EXERCISE GOAL:
Answer these questions using the solstice text.
1. Which song was the class unable to sing together on Zoom?
2. What should people be asked to do beforehand if they plan to keep their candles lit?
3. Since what year will the December 21st conjunction of Saturn and Jupiter be the closest?

This year we are collectively focused on the light at the end of the tunnel of this COVID-19 shutdown experience. But the winter solstice is a time to focus on a different kind of light, the inner light that shines most brightly in the darkness of winter’s quiet solitude. Over the years, I have led many solstice celebrations in my Marin Insight Women’s Sangha, and before that at Spirit Rock Meditation Center. Here are ideas of how to celebrate the Solstice I’ve offered over the years for your own celebration.
Of course, this year is different in many ways. Celebrating with my class on Zoom had some technical challenges. We weren’t able to sing ‘This little light of mine’ together, but we listened to the recording we made of ourselves last year. It was on a lark we made that recording, but aren’t we grateful for it now! You could use any recording of the song you find online and let everyone sing along, muted. But be sure to check the Zoom box that lets you share your computer’s audio! I didn’t know about that when I shared my illustrated solstice poem that has been part of solstice gatherings around the world for the past 25 years.
Though we weren’t able to gather around our collective candles, we were still able to light our candles, saying what we were lighting them for. Since we were in our own homes, we could keep them lit as reminders to ourselves. If you plan to do that, ask people to go get their candles beforehand.
One other way this year’s solstice is different has nothing to do with COVID. December 21st in the Southwest sky just after sundown there will be a conjunction of Saturn and Jupiter that will be the closest since the year 1623 and the closest observable since 1226! So if you live in the Northern Hemisphere and the skies are clear, go outside after sunset and check it out. Get out your binoculars or a telescope if you have them. (Thursday night the crescent moon and the two planets, close together but not in conjunction, made a beautiful vignette.)

[Referring expression data]
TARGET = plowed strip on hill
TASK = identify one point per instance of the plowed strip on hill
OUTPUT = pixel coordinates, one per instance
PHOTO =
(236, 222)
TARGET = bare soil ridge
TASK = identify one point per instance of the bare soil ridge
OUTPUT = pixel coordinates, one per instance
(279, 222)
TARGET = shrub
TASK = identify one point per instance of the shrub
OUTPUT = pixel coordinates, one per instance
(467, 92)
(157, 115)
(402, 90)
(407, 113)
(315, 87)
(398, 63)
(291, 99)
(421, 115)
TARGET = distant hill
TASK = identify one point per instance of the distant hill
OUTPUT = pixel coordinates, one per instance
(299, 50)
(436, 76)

SOLUTION:
1. 'This little light of mine'
2. Go get their candles.
3. 1623 (and the closest observable since 1226)